* Task instructions *
Return exactly the span of lines in the following data that opens with the line containing "Target: shop sign" and closes with the line containing "Target: pedestrian". Include nothing else.

(Natural language region descriptions)

-- Opening Marker --

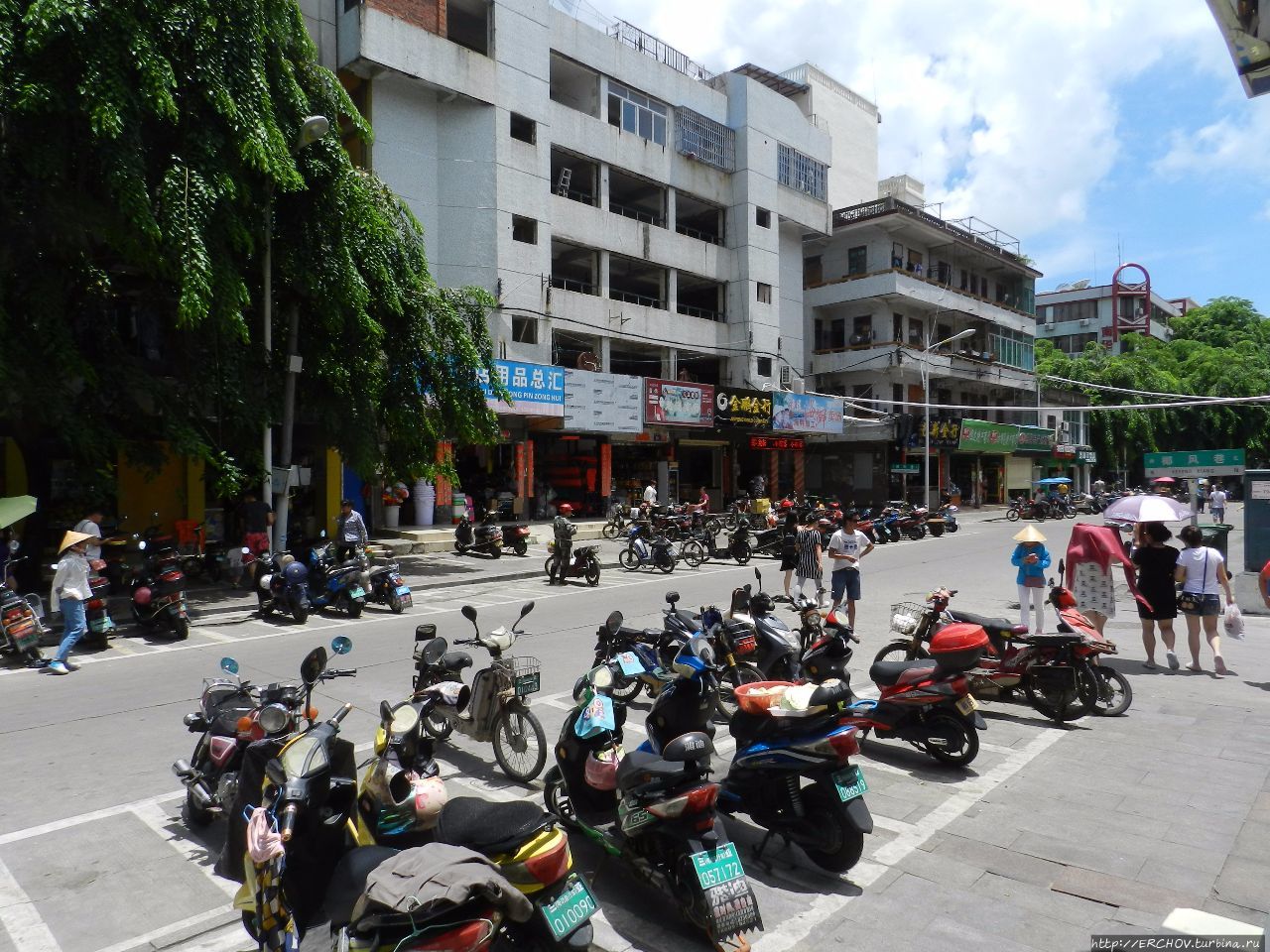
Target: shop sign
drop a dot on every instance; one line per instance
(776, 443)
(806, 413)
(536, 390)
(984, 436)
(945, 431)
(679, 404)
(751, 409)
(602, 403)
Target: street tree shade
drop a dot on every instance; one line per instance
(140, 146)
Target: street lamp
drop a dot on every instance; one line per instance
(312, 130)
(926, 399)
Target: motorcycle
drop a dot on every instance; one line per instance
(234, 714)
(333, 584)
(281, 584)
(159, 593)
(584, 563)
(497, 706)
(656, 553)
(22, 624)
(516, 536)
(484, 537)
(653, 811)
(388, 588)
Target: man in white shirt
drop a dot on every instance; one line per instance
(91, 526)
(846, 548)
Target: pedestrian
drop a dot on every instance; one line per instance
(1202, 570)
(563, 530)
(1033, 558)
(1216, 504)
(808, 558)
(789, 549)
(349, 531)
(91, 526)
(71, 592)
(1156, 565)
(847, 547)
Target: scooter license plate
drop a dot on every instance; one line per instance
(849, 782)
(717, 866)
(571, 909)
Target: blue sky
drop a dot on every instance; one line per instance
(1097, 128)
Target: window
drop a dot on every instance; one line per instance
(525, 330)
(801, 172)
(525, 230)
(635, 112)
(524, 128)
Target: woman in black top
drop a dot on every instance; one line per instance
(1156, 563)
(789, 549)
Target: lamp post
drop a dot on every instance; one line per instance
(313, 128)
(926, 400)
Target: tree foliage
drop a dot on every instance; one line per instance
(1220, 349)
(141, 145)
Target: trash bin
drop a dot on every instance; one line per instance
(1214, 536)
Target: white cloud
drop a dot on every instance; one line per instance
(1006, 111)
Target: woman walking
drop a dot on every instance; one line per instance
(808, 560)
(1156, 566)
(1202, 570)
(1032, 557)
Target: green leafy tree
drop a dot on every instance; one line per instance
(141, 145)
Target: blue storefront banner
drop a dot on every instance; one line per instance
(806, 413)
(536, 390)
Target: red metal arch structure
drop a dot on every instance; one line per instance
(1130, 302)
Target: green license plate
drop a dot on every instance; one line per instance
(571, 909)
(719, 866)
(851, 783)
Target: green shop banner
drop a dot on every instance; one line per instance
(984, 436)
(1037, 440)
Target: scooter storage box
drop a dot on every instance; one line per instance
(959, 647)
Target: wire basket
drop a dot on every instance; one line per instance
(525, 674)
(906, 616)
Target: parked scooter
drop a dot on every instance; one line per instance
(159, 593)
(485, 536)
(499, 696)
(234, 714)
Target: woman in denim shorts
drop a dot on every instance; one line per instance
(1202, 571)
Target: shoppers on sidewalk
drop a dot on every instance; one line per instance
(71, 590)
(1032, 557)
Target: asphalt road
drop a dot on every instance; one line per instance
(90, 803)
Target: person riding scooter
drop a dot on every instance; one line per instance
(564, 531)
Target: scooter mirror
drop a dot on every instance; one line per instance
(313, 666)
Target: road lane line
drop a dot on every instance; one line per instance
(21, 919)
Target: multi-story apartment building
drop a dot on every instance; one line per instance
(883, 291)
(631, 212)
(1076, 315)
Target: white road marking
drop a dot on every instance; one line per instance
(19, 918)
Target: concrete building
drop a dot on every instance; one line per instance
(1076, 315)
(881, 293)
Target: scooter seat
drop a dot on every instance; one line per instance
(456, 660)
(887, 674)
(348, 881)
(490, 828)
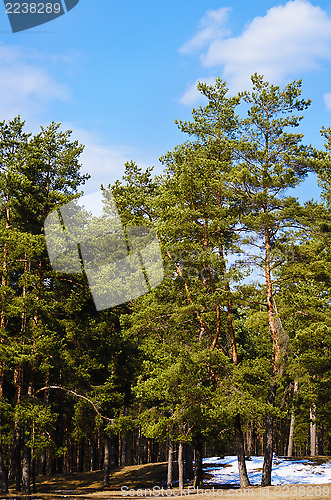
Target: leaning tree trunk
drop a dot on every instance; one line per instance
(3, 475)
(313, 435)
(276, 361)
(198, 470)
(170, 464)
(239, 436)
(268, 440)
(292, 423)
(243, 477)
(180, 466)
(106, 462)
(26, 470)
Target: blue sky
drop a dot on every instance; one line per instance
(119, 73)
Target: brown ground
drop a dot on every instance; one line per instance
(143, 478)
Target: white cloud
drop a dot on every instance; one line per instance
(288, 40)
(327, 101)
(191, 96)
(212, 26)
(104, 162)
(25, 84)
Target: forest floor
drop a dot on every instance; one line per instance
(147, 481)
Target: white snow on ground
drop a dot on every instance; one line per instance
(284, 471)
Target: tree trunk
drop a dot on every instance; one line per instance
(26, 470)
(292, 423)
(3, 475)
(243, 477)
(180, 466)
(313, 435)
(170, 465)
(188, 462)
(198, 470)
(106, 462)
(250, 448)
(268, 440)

-- Closing Marker --
-- Opening Marker --

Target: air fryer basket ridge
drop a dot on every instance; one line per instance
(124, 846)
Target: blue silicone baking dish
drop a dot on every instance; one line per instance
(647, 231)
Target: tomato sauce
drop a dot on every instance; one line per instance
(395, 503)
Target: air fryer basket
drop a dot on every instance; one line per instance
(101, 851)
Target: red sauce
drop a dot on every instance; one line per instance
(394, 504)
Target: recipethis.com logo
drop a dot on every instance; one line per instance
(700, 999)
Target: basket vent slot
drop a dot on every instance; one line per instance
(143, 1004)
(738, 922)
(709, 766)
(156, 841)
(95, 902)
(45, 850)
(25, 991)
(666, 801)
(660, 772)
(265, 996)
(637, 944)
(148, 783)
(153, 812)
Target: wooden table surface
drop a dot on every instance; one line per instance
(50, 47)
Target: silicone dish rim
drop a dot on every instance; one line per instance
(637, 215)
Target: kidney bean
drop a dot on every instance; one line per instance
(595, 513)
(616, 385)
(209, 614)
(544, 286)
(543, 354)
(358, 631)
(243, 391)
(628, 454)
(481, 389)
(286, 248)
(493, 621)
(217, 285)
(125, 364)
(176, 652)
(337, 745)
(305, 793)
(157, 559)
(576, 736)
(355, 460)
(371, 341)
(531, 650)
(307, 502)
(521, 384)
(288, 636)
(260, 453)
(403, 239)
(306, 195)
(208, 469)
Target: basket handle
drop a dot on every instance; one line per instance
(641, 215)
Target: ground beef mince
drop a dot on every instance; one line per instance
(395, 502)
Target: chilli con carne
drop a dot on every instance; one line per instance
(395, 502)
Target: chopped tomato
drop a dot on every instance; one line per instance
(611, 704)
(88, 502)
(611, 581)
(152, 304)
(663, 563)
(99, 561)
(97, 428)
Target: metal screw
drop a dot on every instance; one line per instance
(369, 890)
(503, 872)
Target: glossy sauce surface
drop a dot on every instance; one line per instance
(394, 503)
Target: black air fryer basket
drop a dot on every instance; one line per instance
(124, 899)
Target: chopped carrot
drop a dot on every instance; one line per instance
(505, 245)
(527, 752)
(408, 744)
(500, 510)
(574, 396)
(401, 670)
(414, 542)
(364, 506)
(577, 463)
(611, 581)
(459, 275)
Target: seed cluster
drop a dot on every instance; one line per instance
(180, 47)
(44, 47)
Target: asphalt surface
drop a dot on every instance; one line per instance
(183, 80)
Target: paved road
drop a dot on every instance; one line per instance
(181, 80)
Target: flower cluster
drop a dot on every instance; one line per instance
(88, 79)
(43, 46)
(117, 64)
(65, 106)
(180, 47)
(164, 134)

-- Closing Marker --

* Output for this exercise *
Target: shop sign
drop a dot on every instance; one line per instance
(776, 443)
(806, 413)
(536, 390)
(984, 436)
(945, 431)
(679, 404)
(751, 409)
(602, 403)
Target: street tree shade
drop a dot on every instance; one line per instance
(140, 146)
Target: street lamp
drop a dot on every instance; one line per instance
(312, 130)
(926, 399)
Target: motorcycle
drop a dot on every instance; one line per instance
(234, 714)
(333, 584)
(281, 584)
(159, 593)
(584, 563)
(497, 706)
(656, 553)
(22, 624)
(516, 536)
(484, 537)
(653, 811)
(388, 588)
Target: man in white shirt
drop a dot on every instance; one line per instance
(91, 526)
(846, 548)
Target: pedestrian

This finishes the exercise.